# Brief
Extract, unchanged, each line of the listing below from its first line through the line that contains "Target: green leaf", inclusive, and nothing else.

Segment Start: Records to process

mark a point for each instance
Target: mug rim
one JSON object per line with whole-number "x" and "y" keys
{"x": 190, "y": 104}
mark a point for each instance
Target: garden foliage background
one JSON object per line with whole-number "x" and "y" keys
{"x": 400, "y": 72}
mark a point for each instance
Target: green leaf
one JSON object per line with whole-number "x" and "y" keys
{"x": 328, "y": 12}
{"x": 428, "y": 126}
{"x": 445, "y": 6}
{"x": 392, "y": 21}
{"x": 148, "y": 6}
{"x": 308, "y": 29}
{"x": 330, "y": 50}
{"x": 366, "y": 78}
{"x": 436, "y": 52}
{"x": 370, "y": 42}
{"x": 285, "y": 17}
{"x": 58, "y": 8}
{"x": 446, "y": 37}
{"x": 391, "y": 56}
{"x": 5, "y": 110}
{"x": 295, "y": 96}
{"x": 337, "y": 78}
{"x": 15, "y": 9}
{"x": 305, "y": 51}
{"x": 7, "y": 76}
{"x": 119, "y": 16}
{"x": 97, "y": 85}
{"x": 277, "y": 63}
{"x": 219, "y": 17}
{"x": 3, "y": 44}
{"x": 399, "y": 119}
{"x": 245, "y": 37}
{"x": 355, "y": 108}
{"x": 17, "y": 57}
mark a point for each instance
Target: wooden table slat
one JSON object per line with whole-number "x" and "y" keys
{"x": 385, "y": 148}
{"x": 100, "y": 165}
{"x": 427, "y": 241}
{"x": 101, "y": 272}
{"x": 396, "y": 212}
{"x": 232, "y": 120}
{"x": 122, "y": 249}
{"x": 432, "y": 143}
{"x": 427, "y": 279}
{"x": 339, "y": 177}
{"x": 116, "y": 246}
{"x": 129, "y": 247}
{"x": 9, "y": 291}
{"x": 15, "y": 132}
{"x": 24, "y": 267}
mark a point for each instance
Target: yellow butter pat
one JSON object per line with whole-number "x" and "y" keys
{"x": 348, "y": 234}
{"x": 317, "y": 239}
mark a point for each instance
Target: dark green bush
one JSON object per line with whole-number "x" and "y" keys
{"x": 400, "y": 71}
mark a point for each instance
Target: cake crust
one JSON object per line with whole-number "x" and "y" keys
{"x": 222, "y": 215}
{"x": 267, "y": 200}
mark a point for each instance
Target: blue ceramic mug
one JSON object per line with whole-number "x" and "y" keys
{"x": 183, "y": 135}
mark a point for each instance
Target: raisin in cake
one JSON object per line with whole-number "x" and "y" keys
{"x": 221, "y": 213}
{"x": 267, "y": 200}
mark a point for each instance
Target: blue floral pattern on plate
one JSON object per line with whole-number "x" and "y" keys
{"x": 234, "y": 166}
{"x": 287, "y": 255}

Segment End: Records to process

# Response to this exercise
mark a point for each instance
Target: mug rim
one JSON object per line with whole-number "x" and "y" keys
{"x": 190, "y": 104}
mark a point for each instance
Target: garden foliage background
one JSON object per line with whole-number "x" and "y" keys
{"x": 400, "y": 72}
mark a point for each instance
Target: green leaf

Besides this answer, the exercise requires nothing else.